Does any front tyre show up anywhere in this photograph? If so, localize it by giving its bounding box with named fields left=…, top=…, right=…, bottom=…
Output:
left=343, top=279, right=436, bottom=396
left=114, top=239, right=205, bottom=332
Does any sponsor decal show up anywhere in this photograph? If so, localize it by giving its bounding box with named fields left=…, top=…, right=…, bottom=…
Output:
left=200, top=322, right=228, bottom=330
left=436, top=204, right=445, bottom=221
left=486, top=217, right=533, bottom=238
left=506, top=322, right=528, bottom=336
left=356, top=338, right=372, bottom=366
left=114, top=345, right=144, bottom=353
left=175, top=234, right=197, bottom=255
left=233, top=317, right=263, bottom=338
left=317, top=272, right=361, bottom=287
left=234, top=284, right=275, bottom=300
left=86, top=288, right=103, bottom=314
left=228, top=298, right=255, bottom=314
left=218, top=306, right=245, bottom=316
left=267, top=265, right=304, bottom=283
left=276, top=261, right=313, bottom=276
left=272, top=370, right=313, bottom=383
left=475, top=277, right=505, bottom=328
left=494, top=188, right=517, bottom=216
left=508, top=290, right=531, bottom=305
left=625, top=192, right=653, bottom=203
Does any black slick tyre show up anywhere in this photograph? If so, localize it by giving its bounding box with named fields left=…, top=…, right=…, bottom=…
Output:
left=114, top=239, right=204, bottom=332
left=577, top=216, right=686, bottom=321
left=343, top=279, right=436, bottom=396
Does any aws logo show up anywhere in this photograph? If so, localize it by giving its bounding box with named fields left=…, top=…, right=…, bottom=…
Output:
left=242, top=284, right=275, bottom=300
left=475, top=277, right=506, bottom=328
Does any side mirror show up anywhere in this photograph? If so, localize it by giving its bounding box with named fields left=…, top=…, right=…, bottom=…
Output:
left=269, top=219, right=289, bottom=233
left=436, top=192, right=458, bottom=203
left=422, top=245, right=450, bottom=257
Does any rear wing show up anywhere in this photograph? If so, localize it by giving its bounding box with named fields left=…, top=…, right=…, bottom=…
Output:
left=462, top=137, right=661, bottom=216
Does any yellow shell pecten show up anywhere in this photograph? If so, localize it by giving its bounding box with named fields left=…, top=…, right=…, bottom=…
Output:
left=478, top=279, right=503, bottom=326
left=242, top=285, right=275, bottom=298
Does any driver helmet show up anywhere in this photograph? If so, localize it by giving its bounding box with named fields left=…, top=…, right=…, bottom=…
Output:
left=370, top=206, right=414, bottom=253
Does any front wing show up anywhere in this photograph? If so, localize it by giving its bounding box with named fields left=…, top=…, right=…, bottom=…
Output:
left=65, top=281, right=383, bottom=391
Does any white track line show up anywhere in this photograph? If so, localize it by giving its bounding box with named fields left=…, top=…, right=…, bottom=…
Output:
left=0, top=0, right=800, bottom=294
________
§ **Required work**:
Reproduce the stretch of the data from the line containing "Does any white" through the end of the data, keeping every character unchanged.

§ **Completed exercise**:
Does any white track line show up anywhere in this photograph? If so, localize it by giving its bounding box with named fields left=…, top=…, right=…, bottom=…
Output:
left=0, top=0, right=800, bottom=294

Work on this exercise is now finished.